[START Entries shown]

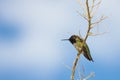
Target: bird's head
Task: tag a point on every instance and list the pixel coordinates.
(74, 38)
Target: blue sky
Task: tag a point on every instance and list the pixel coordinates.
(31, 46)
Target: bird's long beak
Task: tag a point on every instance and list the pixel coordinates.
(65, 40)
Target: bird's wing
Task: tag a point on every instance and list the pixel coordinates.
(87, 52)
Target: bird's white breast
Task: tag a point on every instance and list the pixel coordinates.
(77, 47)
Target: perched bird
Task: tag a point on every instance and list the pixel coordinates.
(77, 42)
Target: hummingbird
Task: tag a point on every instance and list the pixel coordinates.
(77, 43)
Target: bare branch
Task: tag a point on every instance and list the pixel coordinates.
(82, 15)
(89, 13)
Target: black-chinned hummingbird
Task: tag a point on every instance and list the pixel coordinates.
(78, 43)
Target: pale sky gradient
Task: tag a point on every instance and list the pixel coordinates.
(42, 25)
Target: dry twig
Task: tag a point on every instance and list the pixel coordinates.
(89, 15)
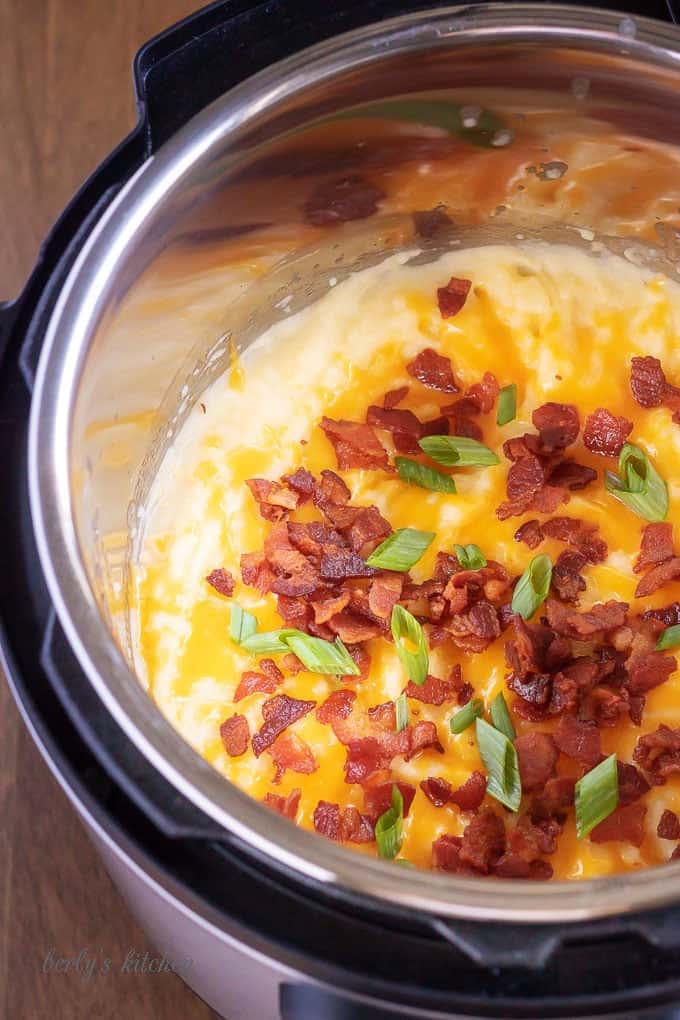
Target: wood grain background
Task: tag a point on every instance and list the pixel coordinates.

[END Entries shown]
[START Entries shown]

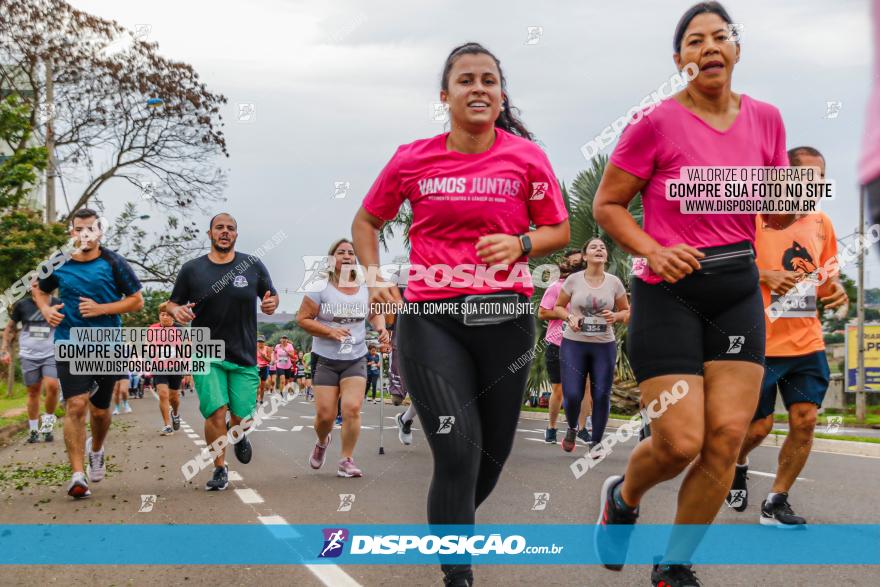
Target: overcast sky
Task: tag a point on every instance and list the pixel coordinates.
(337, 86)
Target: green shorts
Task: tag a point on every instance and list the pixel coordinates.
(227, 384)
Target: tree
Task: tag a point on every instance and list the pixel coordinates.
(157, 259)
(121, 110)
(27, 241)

[END Entries shown]

**Given problem:**
Which lines in the listing above contain the word "hummingbird"? Copy out each such line, treating uppercase and lowercase letters as distinct.

**The answer:**
Target: hummingbird
Target: black-chinned hummingbird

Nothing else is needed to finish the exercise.